West Virginia has suffered greatly as a result of the nation’s opioid-related overdose and death epidemic, but one West Virginia pain management clinic is embracing a “whole person” approach to help ensure patients receive optimal, individualized care.
While pain care is often fragmented for the patient due to numerous barriers and inconsistent care protocols, we strive to achieve best practices and treat the whole person,” said Rick Vaglienti, MD, Director of the West Virginia University (WVU) Medicine Center for Integrative Pain Management.and Director of Pain Medicine at WVU Hospital in Morgantown..
“We are fortunate to have a team of many health care professionals that work together under one roof to treat pain of all types,” said Dr. Vaglienti. “We have physicians, nurse practitioners and physician assistants, chiropractors, massage therapists, dietitians and exercise physiologists as well as psychologists, social workers and an addiction psychiatrist.”
The Center treats all types of acute and chronic pain, Dr. Vaglienti said. The Center has expanded its telemedicine capabilities due to COVID -19, allowing patients outside of the Morgantown area to access its services, Vaglienti said. “We are hopeful that some of the waivers allowing direct patient to provider communication will remain in place for the long haul. We’ve found that telemedicine is very helpful for behavioral health and follow-up when we perform an injection. It also has helped with some new patient visits. We have also used telemedicine for some patients receiving opioid therapy, but that is not common.”

> Data records:
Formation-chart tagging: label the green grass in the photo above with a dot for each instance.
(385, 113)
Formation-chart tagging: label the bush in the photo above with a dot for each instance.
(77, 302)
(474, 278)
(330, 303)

> Exercises:
(a) From the article on the West Virginia pain management clinic, reproduce the text from "While pain care" to "Hospital in Morgantown..".
(b) According to the article on the West Virginia pain management clinic, what has the Center found telemedicine very helpful for?
(c) Extend the article on the West Virginia pain management clinic from its last sentence.

> Answers to the tasks:
(a)
While pain care is often fragmented for the patient due to numerous barriers and inconsistent care protocols, we strive to achieve best practices and treat the whole person,” said Rick Vaglienti, MD, Director of the West Virginia University (WVU) Medicine Center for Integrative Pain Management.and Director of Pain Medicine at WVU Hospital in Morgantown..

(b) Behavioral health and follow-up after an injection.

(c)
“We see a lot of chronic pain, and we use our psychologists and social workers for counseling and coping strategies, because individuals with chronic pain often become depressed or anxious,” he said. “If you don’t treat the whole person, you have little chance at success. So we take this holistic approach to pain treatment, rather than just injections or medications.”
The comrehensive integrative approach, however, sometimes runs into barriers. Dr. Vaglienti also explained that insurance coverage and “hostile” utilization review for some interventions are among his patients’ greatest barriers to comprehensive care. “Sometimes our patients need massage therapy or dietary counseling, but some insurance companies won’t cover them even when our staff spends a lot of time trying to explain a patient’s individual case.”
Dr. Vaglienti said that despite the barriers, the Center is committed to continuing its pain stewardship approach that minimizes the use of opioid medications while maximizing the integration of all evidence-based treatment options that were previously not combined during clinical care. “We know it’s not easy for all patients to access comprehensive care due to cost, travel, childcare and other realities of life. That’s why we’re trying to do this under one roof—patients with pain don’t need more barriers to care.”
Dr. Vaglienti said that his patients generally fall into one of three categories: Patients on opioids already needing maintenance or weaning; patients, whose physicians have stopped prescribing opioids either voluntarily or involuntarily; and patients with pain who could respond to not yet utilized methods of treatment in hopes of avoiding or minimizing the use of opioids.
As part of the state’s efforts to reduce opioid-related harms, WVU Medicine, one of the states largest primary health care providers, placed renewed emphasis several years ago on tailoring pain care treatment to individual patient needs.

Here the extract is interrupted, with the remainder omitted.